**WHAT THIS TASK INVOLVES:** Render every entry exactly as it appears.

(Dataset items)
>> BEGIN

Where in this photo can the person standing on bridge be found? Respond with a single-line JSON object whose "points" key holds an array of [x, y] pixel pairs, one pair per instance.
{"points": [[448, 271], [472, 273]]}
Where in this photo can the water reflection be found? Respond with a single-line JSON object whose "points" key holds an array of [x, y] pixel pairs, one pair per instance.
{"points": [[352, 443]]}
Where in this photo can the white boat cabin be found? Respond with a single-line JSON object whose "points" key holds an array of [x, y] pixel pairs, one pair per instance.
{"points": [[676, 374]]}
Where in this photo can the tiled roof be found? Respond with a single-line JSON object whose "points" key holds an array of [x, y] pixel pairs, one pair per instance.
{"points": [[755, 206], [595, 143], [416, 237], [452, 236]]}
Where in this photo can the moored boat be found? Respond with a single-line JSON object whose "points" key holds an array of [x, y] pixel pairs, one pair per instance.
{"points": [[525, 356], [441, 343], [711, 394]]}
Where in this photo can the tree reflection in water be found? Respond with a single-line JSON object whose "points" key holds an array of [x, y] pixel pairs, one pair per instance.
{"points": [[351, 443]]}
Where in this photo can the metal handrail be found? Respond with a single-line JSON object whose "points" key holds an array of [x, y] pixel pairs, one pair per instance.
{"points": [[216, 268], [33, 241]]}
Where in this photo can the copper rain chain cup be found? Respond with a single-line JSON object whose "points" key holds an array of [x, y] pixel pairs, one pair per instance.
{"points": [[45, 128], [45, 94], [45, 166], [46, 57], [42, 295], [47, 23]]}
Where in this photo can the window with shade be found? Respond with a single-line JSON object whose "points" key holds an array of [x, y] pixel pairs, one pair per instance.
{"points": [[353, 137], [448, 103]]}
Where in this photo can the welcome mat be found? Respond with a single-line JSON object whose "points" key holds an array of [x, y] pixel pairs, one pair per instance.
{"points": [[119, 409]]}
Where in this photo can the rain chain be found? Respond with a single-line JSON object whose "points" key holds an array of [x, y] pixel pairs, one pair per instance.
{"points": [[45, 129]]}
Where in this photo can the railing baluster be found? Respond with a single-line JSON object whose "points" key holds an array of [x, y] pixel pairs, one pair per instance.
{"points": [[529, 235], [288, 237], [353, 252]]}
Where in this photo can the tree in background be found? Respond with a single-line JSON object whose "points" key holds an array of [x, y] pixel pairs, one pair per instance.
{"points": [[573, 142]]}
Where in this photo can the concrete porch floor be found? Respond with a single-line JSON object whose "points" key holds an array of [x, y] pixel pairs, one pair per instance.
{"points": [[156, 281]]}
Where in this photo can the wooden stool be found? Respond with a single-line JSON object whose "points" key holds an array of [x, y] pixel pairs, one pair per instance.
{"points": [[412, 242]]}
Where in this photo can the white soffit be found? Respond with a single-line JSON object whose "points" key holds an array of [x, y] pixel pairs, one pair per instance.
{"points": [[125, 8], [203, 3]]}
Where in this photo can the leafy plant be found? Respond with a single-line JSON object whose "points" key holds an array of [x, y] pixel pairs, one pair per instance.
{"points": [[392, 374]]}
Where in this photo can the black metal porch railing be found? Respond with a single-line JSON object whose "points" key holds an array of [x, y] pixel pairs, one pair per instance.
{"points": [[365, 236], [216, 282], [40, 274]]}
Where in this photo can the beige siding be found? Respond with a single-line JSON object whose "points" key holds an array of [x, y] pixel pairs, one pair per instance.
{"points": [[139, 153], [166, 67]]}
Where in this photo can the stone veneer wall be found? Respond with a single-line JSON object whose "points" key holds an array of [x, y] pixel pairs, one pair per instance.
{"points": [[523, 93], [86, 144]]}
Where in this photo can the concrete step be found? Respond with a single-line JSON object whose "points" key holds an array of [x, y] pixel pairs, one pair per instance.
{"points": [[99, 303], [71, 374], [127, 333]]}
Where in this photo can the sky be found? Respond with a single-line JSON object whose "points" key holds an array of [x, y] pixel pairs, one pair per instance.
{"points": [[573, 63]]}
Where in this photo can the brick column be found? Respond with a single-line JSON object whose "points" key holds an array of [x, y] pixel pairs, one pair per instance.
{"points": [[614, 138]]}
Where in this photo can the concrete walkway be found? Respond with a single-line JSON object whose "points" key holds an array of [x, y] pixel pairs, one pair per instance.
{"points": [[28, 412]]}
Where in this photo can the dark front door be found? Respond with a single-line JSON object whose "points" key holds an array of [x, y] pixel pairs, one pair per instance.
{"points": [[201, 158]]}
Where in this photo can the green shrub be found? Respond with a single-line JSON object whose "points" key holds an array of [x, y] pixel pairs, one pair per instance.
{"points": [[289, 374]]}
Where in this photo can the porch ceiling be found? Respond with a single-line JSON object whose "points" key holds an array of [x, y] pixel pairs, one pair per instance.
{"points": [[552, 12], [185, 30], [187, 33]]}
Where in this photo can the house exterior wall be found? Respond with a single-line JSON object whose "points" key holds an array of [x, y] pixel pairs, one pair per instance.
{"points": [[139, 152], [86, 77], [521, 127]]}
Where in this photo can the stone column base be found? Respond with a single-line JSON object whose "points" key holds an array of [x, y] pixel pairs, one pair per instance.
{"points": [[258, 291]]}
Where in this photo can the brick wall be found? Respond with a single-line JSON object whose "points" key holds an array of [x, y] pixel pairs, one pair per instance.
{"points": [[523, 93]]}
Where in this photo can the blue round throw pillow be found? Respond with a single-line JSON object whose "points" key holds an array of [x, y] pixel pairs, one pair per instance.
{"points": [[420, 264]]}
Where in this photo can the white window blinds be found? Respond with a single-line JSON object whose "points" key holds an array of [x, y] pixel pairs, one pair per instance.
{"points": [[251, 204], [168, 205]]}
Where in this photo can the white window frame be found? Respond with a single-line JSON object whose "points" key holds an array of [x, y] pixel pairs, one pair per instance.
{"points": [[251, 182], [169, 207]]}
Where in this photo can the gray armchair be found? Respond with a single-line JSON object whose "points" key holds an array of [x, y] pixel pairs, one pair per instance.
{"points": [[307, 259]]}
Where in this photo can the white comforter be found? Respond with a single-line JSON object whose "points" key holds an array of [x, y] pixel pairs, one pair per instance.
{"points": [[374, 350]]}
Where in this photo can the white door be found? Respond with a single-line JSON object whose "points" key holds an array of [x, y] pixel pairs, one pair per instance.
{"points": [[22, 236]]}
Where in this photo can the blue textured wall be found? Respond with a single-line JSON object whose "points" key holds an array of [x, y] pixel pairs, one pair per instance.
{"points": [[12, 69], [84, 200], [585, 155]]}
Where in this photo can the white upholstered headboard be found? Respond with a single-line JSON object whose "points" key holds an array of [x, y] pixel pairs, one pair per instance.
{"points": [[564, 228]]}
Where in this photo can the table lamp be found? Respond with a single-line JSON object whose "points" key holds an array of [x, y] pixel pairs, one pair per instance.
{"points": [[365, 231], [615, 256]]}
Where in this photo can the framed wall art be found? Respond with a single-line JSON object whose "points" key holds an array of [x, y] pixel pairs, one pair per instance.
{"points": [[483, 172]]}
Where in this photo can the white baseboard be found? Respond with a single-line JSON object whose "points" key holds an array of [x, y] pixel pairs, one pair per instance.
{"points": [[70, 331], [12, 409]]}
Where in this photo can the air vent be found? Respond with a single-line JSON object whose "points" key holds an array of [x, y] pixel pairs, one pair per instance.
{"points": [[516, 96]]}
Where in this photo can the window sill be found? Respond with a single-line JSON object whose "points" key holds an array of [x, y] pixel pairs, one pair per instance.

>> END

**OUTPUT OF THE TASK:**
Where in this photo can the person standing on bridge be found? Respond with a single-line JSON object whose "points" key holds an array of [x, y] pixel pairs, one pair per instance.
{"points": [[448, 271], [472, 273]]}
Where in this photo can the water reflection be found? Respond with a single-line JSON object whose "points" key holds an array of [x, y] pixel pairs, one pair per instance.
{"points": [[352, 443]]}
Where in this photo can the white boat cabin be found? Respond with a single-line JSON object whose "points" key holds an array of [x, y] pixel pairs, one pair per instance.
{"points": [[676, 374]]}
Where in this photo can the tiled roof be found? Respond with a single-line JSON object whose "points" key holds an array of [x, y] pixel pairs, one pair per instance.
{"points": [[755, 206], [595, 143], [416, 237], [452, 236]]}
Where in this photo can the moored boat be found? Respond with a single-line JSON object whose "points" key holds an array of [x, y] pixel pairs, one pair per instance.
{"points": [[525, 356], [441, 343], [711, 394]]}
Where in this photo can the tree reflection in water be found? Respond with a single-line JSON object whose "points" key holds an array of [x, y] pixel pairs, one pair per instance.
{"points": [[351, 443]]}
Where in this photo can the metal handrail be found? Respond with a single-line JSON object whose "points" key holds an array of [x, y] pixel pairs, one pair per instance.
{"points": [[216, 268], [33, 241]]}
Where in this photo can the copper rain chain cup be found? Respond with a single-line JSON object whose "points" key holds an array of [x, y] pixel pairs, one pair per instance.
{"points": [[45, 128], [45, 94], [45, 166], [46, 57], [42, 295], [47, 23]]}
Where in this photo can the window with shade be found? Respond with a single-line JSON object whose "points" key holds an array of [x, y] pixel pairs, one pair per instance.
{"points": [[353, 137], [448, 103]]}
Where in this photo can the welcome mat be found? Respond with a single-line JSON object whose "points" key holds an array of [x, y] pixel pairs, one pair per instance.
{"points": [[119, 409]]}
Where in this photo can the rain chain be found? Respond with a single-line JSON object whose "points" key holds an array of [x, y] pixel pairs, one pair per instance.
{"points": [[45, 129]]}
Where in this photo can the railing baluster be found? Respond with a single-line JSON object whose "points" key holds an array of [x, y] pixel pairs, one pair per instance.
{"points": [[529, 235], [288, 237], [353, 252]]}
Where in this photo can the tree in background be found? Respond with a single-line JSON object whose "points" key holds an array of [x, y] pixel pairs, one pair per instance.
{"points": [[573, 142]]}
Where in this photo can the concrete porch floor be found? Respond with a single-line JSON object whose "points" key holds an array of [x, y] pixel pairs, one pair per instance.
{"points": [[156, 281]]}
Where in this photo can the wooden stool be found? Respond with a single-line JSON object whose "points" key holds an array of [x, y] pixel pairs, one pair per instance.
{"points": [[412, 242]]}
Where in this photo can the white soffit be found? Respond with a single-line JSON object whose "points" key holds an array of [x, y] pixel pairs, one pair per instance.
{"points": [[125, 8], [203, 3]]}
Where in this photo can the leafy plant be found? Respond with a single-line JSON object whose "points" key holds an array of [x, y] pixel pairs, one pair per instance.
{"points": [[392, 374]]}
Where in this photo can the black metal porch railing be found? Respond with a single-line JSON object whose "points" key holds an array of [x, y] pixel pairs, one pair per instance.
{"points": [[365, 236], [216, 282], [40, 274]]}
Where in this photo can the beige siding be found? Respond with a single-line JSON object whose "points" key holds an array of [x, y] pixel pairs, one pair per instance.
{"points": [[139, 153], [166, 67]]}
Where in this photo can the stone veneer wall be found? Respond with a single-line JSON object whose "points" key holds an array of [x, y] pixel pairs, one pair per instance.
{"points": [[523, 93], [86, 144]]}
Where in this photo can the concrete step be found? Respond with a single-line JSON object whose "points" key holds an array of [x, y] pixel pairs, one pair per instance.
{"points": [[99, 303], [71, 374], [127, 333]]}
Where in this photo can the sky be found? Respond with a single-line JSON object whose "points" key holds an array of [x, y] pixel pairs, one pair per instance.
{"points": [[573, 63]]}
Where in this photo can the brick column be found? Respond with a single-line JSON object whose "points" key holds an array of [x, y] pixel pairs, one pair per instance.
{"points": [[614, 138]]}
Where in this photo can the concrete walkway be found? Respond with a single-line JSON object whose "points" key holds an array of [x, y] pixel pairs, one pair per instance.
{"points": [[28, 412]]}
Where in this photo can the dark front door be found? Respond with a single-line JSON object whose "points" key holds an array of [x, y] pixel pairs, one pair per instance.
{"points": [[201, 158]]}
Where in this photo can the green shrub be found? Respond with a single-line JSON object whose "points" key holds an array of [x, y] pixel pairs, one pair per instance.
{"points": [[289, 374]]}
Where in this photo can the porch ceiling be found? Respond with a single-line JSON object whose "points" key holds an array of [x, y] pixel pairs, one pair per instance.
{"points": [[552, 12], [185, 30], [187, 33]]}
Where in this photo can the house exterior wall be found? Respond with a single-line JSON object whose "points" key holds an array of [x, y] pixel pairs, one pair per instance.
{"points": [[139, 152], [86, 77], [521, 127]]}
Where in this photo can the stone column base be found? Respond with a single-line JSON object whose "points" key holds an array of [x, y] pixel pairs, one pair per instance.
{"points": [[258, 291]]}
Where in this photo can the brick wall be found? Respond with a single-line JSON object whose "points" key holds an array of [x, y] pixel pairs, one pair per instance.
{"points": [[523, 93]]}
Where in this photo can the blue round throw pillow be found? Respond with a single-line JSON object whose "points" key holds an array of [x, y] pixel pairs, one pair per instance.
{"points": [[420, 264]]}
Where in this photo can the white window blinds be found? Respond with a single-line JSON object whose "points" key holds an array of [x, y] pixel pairs, one pair per instance.
{"points": [[251, 204], [168, 205]]}
Where in this photo can the white window frame be found? Respond with a single-line JSON object whose "points" key holds an array of [x, y] pixel pairs, one pair per instance.
{"points": [[251, 182], [169, 207]]}
Where in this photo can the gray armchair be found? Respond with a single-line JSON object whose "points" key holds an array of [x, y] pixel pairs, one pair per instance.
{"points": [[307, 259]]}
Where in this photo can the white comforter be found? Respond with a single-line JSON object whose "points" key holds an array of [x, y] pixel pairs, one pair per instance.
{"points": [[374, 350]]}
Where in this photo can the white door be found? Respond with a single-line JSON object whose "points" key holds an array of [x, y] pixel pairs, one pair per instance.
{"points": [[22, 236]]}
Where in this photo can the blue textured wall be found? Respond with a single-line JSON object whose "points" key holds an array of [x, y] pixel pairs, one pair per instance.
{"points": [[12, 69], [84, 200], [585, 155]]}
Where in this photo can the white upholstered headboard be found? Respond with a single-line JSON object whose "points" key holds an array of [x, y] pixel pairs, one pair per instance.
{"points": [[564, 228]]}
Where in this photo can the table lamp be found? Respond with a single-line JSON object whose "points" key holds an array of [x, y] pixel pairs, one pair per instance.
{"points": [[365, 231], [615, 256]]}
Where in this photo can the framed wall art be found? Respond with a single-line JSON object whose "points" key holds an array of [x, y] pixel pairs, one pair per instance.
{"points": [[483, 172]]}
Where in this photo can the white baseboard be found? Respond with a single-line JSON object whose "points" key holds an array of [x, y] pixel pairs, one pair per instance.
{"points": [[70, 331], [12, 409]]}
Where in this photo can the air vent be found? Respond with a single-line JSON object whose "points" key holds an array of [x, y] pixel pairs, one pair per instance.
{"points": [[516, 96]]}
Where in this photo can the window sill be found? Respond with a single-line JSON object whose "points" key holds an array of [x, y] pixel pairs, one pair per instance.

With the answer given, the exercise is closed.